- Directions -
Repeat every record exactly as written.

(Collection entries)
■ ■ ■ ■
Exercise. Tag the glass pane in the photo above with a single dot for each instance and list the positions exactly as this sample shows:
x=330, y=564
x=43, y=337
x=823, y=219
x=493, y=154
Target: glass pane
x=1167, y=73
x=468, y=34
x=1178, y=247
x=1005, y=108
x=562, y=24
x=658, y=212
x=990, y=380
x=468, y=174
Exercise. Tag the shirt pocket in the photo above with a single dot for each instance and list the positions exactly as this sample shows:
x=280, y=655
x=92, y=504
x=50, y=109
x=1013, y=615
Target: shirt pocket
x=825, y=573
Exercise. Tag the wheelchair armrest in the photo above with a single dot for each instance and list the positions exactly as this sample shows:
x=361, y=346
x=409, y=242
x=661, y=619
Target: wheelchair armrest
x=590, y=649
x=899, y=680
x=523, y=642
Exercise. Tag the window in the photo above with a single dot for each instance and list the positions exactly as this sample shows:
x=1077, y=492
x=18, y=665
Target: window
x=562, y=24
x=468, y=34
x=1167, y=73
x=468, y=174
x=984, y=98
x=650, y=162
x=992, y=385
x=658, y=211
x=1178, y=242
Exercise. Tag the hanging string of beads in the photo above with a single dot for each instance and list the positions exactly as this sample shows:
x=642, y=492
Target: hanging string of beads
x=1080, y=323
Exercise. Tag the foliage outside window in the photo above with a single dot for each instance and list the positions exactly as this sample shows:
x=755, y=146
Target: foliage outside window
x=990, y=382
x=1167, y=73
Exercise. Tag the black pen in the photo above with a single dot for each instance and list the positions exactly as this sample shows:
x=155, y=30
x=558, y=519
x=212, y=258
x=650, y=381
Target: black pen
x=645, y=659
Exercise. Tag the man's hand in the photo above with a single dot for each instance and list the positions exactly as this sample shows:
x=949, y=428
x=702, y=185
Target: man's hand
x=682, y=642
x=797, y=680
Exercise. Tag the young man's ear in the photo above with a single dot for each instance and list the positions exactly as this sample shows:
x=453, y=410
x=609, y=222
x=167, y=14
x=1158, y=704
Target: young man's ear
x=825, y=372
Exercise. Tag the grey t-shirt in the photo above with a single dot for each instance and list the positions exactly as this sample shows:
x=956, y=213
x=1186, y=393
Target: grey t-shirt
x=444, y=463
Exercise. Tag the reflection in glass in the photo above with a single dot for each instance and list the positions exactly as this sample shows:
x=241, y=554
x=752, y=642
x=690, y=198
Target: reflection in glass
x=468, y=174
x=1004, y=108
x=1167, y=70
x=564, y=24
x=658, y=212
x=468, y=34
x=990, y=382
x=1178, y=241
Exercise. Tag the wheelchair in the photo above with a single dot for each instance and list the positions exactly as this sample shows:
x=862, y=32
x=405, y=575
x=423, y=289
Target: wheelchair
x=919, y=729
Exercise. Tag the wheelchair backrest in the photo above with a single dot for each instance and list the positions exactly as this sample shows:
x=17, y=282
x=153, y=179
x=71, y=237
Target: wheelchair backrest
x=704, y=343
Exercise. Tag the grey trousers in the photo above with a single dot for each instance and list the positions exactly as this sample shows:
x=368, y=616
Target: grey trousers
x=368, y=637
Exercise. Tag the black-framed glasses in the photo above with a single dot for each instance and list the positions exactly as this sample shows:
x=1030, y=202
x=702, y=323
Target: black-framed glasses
■ ■ ■ ■
- Solution for this task -
Exercise. Tag the glass pane in the photo above with a single dot for each instance and list the positions exactly as this sample shows:
x=330, y=564
x=43, y=337
x=823, y=219
x=493, y=154
Target: glass pane
x=1167, y=73
x=468, y=34
x=1178, y=247
x=1005, y=108
x=562, y=24
x=658, y=212
x=990, y=380
x=468, y=174
Exercise. Tag the shirt pocket in the photo above with a single dot for each instance and list the positions exactly as this sample shows:
x=280, y=655
x=92, y=504
x=50, y=109
x=1013, y=615
Target: shirt pocket
x=825, y=573
Exercise. Tag the wheelchair armrest in the photo above with a single dot for each instance and list the positions exactly as this sample shows:
x=361, y=346
x=409, y=242
x=661, y=619
Target: wheelchair armrest
x=590, y=649
x=899, y=680
x=523, y=642
Exercise. Tag the window in the photo above with a single dot for each instance and list the positions exactly as this sample shows:
x=1077, y=492
x=18, y=665
Target: window
x=562, y=24
x=468, y=34
x=1167, y=73
x=468, y=174
x=984, y=98
x=650, y=162
x=992, y=385
x=658, y=211
x=1178, y=242
Exercise. Tag the hanging string of beads in the photo above with a single dot for each instance and list the positions exactly as this sample shows:
x=642, y=492
Target: hanging string of beads
x=1080, y=323
Exercise. Tag the foliage outside window in the photo above with a single dot for each instance and list the positions exactly as this sample shows:
x=755, y=146
Target: foliage outside window
x=990, y=382
x=1167, y=73
Exercise. Tag the black pen in the photo above with a single dot for each instance and list the positions exactly as this sample shows:
x=155, y=30
x=558, y=519
x=212, y=258
x=650, y=381
Target: black pen
x=645, y=659
Exercise. Tag the man's hand in the photo above with a single dot for each instance and list the positions exactly as this sample shows:
x=949, y=428
x=702, y=185
Target: man's hand
x=682, y=642
x=797, y=680
Exercise. Tag the young man's ear in the photo above with a single dot for each instance and list the positions exactly as this sample shows:
x=453, y=410
x=609, y=222
x=167, y=14
x=1158, y=704
Target: young man's ear
x=825, y=372
Exercise. Tag the grey t-shirt in the photo above with a single dot for each instance and list the positions exactly as this sample shows:
x=956, y=213
x=1186, y=393
Target: grey t-shirt
x=444, y=463
Exercise. Tag the reflection in glass in the photo above with a single dot for each instance and list the positions exactly as this sample shows:
x=241, y=554
x=752, y=642
x=690, y=198
Target: reflection in glass
x=468, y=174
x=1004, y=108
x=1167, y=70
x=564, y=24
x=658, y=212
x=468, y=34
x=990, y=382
x=1178, y=241
Exercise. Tag the wheelchair in the photo above with a single dot for each instance and list the positions exactly as this sample shows:
x=862, y=32
x=405, y=575
x=423, y=289
Target: wheelchair
x=919, y=729
Exercise. Tag the wheelchair backrest in the photo above with a single dot for each instance and list the positions exactly as this sample shows:
x=17, y=282
x=153, y=179
x=71, y=237
Target: wheelchair backrest
x=704, y=343
Exercise. Tag the grey trousers in the photo above with a single dot for each instance and list the positions exactly as this sample shows:
x=368, y=616
Target: grey trousers
x=368, y=637
Exercise. Tag the black-framed glasses in the photo above with a single dot for each instance and list the positions exactly as this sample shows:
x=1030, y=202
x=702, y=323
Target: black-framed glasses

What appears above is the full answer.